[Text provided]:
Looking up from the ground floor inside the main area of the 44,450-square-foot structure, an impressive array of timber supports seem almost to defy gravity while holding the giant, steeped roof. Architecturally, the space evokes the sense of a cathedral dedicated to the written word.
The second floor mezzanine provides a bird’s eye vista of the rows upon rows of handsome shelving below, arranged diagonally for the most part. Altogether, shelving within the confines of the new library can hold up to 200,000 books and other items.
Taking up most of the mezzanine area is the Virginia Room, which the Fairfax County Public Library system describes as containing the “county's foremost collection of books, photographs and manuscripts related to Fairfax County history, government, and genealogy.”
“We’re not beautiful yet,” said Virginia Room Librarian Suzanne Levy on Dec. 15 during a sneak preview of the building.
Movers are currently in the process of transporting materials from the library’s previous location at the corner of Whitehead Street and Chain Bridge Road in Fairfax City, so the new library, including the Virginia Room, is not yet filled, and probably will not be filled to capacity for some time.
“We have room to grow on the shelving area,” Levy said. “We also had an awful lot of material in storage at the county archive. We’re bringing all that back to make it more easily available to the public.”
As a countywide resource, the Virginia Room is probably the first place where individuals come when researching their family tree of ancestors who resided in Fairfax County, and for history writers either fact-finding or fact-checking.
To better assist library patrons in their genealogical and historical research, the new Virginia Room now has capacity for a collection of 20,000 books. Instead of just two public computer workstations, there are 16, some of which are dedicated for access to a genealogical database.

Stored dataset items
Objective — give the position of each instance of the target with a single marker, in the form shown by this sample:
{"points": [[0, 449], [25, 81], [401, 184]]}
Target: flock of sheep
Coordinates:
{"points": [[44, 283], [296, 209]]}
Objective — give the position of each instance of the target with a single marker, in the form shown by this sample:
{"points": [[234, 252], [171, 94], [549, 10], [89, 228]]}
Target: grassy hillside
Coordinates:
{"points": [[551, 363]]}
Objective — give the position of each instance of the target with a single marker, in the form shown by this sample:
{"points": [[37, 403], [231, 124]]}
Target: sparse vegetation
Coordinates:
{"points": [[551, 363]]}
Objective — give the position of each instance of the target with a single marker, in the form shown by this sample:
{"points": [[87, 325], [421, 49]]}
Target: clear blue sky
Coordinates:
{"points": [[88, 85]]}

[Exercises to complete]:
A – According to the library article, how many public computer workstations does the new Virginia Room have?
B – Quote the stretch of the library article from "Taking up most" through "of the building.".
C – Write the next part of the library article, picking up after its final sentence.

[Task responses]:
A – It has 16 public computer workstations.

B –
Taking up most of the mezzanine area is the Virginia Room, which the Fairfax County Public Library system describes as containing the “county's foremost collection of books, photographs and manuscripts related to Fairfax County history, government, and genealogy.”
“We’re not beautiful yet,” said Virginia Room Librarian Suzanne Levy on Dec. 15 during a sneak preview of the building.

C –
The Virginia Room’s microfilm collection of newspapers and other documents previously spread over two floors at the old library have been combined into a single area. There is even dedicated wall space to display a gallery of framed maps and pictures.
In addition to expanded offices for the Virginia Room’s staff of five and more space for volunteers performing data entry and photo and document scanning, the new Virginia Room has an ample-sized rare books room with climate and humidity control, plus its own separate fire protection system.
On compact shelving operated almost effortlessly by hand cranks are stored such things as original early 19th century handwritten correspondences and documents of prominent Fairfax County families, as well as rare photos from later in the same century.
Levy said the Virginia Room is in possession of a black medical bag and account books that once belonged to a county physician name Dr. Jones who practiced in the late 1800s and early 1900s.
“We aren’t going out and actively seeking these materials, but we graciously consider accepting them if they’re offered to us,” Levy said. “The focus of this collection is really on Fairfax County families.”
The widow of Jim Tingstrum, the longtime photographer for the old Fairfax Journal newspaper, recently donated about a dozen boxes of Tingstrum’s photographs, negatives and slides dating as far back as the late 1950s and early 1960s.
“We can’t wait to get into these,” Levy said.
She said that with a two-story parking garage with 199 spaces -- whereas the old library had only 34 spaces -- complaints about parking would no longer be in issue for library patrons, and the Virginia Room may see an increase in visitors.
“I think people are going to be curious to come in and see as more word gets out about the expanded size of the Virginia Room,” Levy said.